===== Input rows =====
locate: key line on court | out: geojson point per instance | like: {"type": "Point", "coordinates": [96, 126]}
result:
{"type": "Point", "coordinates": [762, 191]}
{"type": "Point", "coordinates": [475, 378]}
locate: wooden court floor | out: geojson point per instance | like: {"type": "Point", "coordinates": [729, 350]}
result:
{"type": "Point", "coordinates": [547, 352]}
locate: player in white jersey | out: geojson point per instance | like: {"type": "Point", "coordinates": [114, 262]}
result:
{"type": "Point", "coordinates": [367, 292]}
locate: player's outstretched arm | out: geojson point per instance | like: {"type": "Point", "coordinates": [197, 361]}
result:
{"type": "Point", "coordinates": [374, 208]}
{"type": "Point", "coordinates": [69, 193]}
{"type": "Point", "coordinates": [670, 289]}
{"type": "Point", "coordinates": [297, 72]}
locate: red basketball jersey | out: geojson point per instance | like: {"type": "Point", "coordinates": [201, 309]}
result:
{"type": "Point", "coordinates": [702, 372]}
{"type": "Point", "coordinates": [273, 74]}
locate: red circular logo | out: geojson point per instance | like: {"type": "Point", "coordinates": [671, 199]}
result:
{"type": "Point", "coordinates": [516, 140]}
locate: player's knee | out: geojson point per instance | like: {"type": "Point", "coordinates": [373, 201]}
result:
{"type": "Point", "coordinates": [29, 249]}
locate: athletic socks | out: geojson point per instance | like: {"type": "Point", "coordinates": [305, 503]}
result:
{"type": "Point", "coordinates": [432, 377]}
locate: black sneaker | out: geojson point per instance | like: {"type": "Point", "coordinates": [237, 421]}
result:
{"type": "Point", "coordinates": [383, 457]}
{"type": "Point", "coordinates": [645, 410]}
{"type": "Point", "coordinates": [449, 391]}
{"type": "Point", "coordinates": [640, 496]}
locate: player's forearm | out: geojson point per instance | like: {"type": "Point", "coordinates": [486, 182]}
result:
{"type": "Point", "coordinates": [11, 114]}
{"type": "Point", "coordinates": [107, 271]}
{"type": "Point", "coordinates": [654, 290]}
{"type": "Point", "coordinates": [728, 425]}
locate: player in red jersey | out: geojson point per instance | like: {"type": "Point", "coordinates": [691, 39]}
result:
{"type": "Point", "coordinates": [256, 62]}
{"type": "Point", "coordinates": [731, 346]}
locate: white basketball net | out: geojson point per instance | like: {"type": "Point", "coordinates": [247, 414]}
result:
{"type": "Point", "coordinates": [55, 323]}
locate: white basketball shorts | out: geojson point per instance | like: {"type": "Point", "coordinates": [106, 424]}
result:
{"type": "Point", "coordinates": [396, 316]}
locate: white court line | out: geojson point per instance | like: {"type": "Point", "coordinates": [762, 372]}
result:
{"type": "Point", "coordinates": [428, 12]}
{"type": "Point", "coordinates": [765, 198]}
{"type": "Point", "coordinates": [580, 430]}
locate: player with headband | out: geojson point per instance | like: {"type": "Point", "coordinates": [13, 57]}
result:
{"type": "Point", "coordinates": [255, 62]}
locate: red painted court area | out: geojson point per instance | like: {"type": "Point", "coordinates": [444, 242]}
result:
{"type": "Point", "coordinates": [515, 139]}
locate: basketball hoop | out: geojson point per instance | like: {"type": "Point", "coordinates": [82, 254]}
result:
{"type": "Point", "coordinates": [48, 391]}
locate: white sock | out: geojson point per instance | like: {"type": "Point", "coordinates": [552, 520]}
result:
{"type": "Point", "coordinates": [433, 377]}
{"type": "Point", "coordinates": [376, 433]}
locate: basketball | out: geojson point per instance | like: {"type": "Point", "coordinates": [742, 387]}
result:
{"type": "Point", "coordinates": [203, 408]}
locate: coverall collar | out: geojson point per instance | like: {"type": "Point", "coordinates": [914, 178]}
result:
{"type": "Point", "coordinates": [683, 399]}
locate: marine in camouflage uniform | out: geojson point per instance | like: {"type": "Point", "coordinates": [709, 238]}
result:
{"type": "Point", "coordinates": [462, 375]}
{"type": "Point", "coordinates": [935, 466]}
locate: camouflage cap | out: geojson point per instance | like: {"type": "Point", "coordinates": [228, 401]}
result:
=====
_The problem_:
Quote all of the entries verbatim.

_Written solution_:
locate: key line on court | out: geojson point per instance | like: {"type": "Point", "coordinates": [96, 126]}
result:
{"type": "Point", "coordinates": [762, 191]}
{"type": "Point", "coordinates": [475, 378]}
locate: wooden court floor | out: geojson point per instance | like: {"type": "Point", "coordinates": [729, 350]}
result:
{"type": "Point", "coordinates": [547, 352]}
locate: player in white jersey | out: geojson point per instance | like: {"type": "Point", "coordinates": [114, 262]}
result:
{"type": "Point", "coordinates": [367, 292]}
locate: player's outstretched arm | out: geojson point per instance | like: {"type": "Point", "coordinates": [197, 361]}
result:
{"type": "Point", "coordinates": [374, 208]}
{"type": "Point", "coordinates": [69, 193]}
{"type": "Point", "coordinates": [670, 289]}
{"type": "Point", "coordinates": [297, 72]}
locate: red basketball jersey | out: geojson point per instance | like: {"type": "Point", "coordinates": [201, 309]}
result:
{"type": "Point", "coordinates": [702, 372]}
{"type": "Point", "coordinates": [273, 74]}
locate: red circular logo | out: geojson point per instance | like: {"type": "Point", "coordinates": [671, 199]}
result:
{"type": "Point", "coordinates": [516, 140]}
locate: player's knee | out: geojson point per instance | like: {"type": "Point", "coordinates": [373, 201]}
result:
{"type": "Point", "coordinates": [29, 249]}
locate: athletic socks | out: geojson point per instance | like: {"type": "Point", "coordinates": [305, 503]}
result:
{"type": "Point", "coordinates": [432, 377]}
locate: black sneaker | out: geojson point per instance | like: {"type": "Point", "coordinates": [237, 421]}
result:
{"type": "Point", "coordinates": [383, 457]}
{"type": "Point", "coordinates": [645, 410]}
{"type": "Point", "coordinates": [449, 391]}
{"type": "Point", "coordinates": [640, 496]}
locate: player's forearm | out: geojson point per instance | like: {"type": "Point", "coordinates": [486, 182]}
result:
{"type": "Point", "coordinates": [11, 114]}
{"type": "Point", "coordinates": [107, 271]}
{"type": "Point", "coordinates": [654, 290]}
{"type": "Point", "coordinates": [728, 425]}
locate: player in red jersey | out: geojson point per instance | like: {"type": "Point", "coordinates": [691, 39]}
result:
{"type": "Point", "coordinates": [256, 62]}
{"type": "Point", "coordinates": [731, 346]}
locate: white basketball net | out: geojson point per instance | like: {"type": "Point", "coordinates": [247, 414]}
result:
{"type": "Point", "coordinates": [55, 323]}
locate: white basketball shorts | out: geojson point per instance | like: {"type": "Point", "coordinates": [106, 424]}
result:
{"type": "Point", "coordinates": [396, 316]}
locate: white court line | out: geojson point per instance | like: {"type": "Point", "coordinates": [762, 372]}
result:
{"type": "Point", "coordinates": [428, 12]}
{"type": "Point", "coordinates": [765, 198]}
{"type": "Point", "coordinates": [580, 430]}
locate: player with headband | out: geojson point per instance | like: {"type": "Point", "coordinates": [13, 57]}
result:
{"type": "Point", "coordinates": [255, 62]}
locate: red painted court area | out: geojson point per instance | like: {"type": "Point", "coordinates": [444, 242]}
result:
{"type": "Point", "coordinates": [515, 139]}
locate: basketball hoop | out: geojson point per instance | like: {"type": "Point", "coordinates": [82, 254]}
result:
{"type": "Point", "coordinates": [48, 391]}
locate: white sock | out: geojson point per instance | like: {"type": "Point", "coordinates": [552, 520]}
result:
{"type": "Point", "coordinates": [433, 377]}
{"type": "Point", "coordinates": [376, 433]}
locate: basketball | out: geojson point per instance | like: {"type": "Point", "coordinates": [742, 387]}
result:
{"type": "Point", "coordinates": [203, 408]}
locate: coverall collar | out: geojson point per instance | like: {"type": "Point", "coordinates": [914, 178]}
result:
{"type": "Point", "coordinates": [683, 399]}
locate: marine in camouflage uniform | out: geojson point per instance | like: {"type": "Point", "coordinates": [709, 238]}
result:
{"type": "Point", "coordinates": [462, 375]}
{"type": "Point", "coordinates": [935, 466]}
locate: camouflage cap | out: geojson point per instance | like: {"type": "Point", "coordinates": [228, 401]}
result:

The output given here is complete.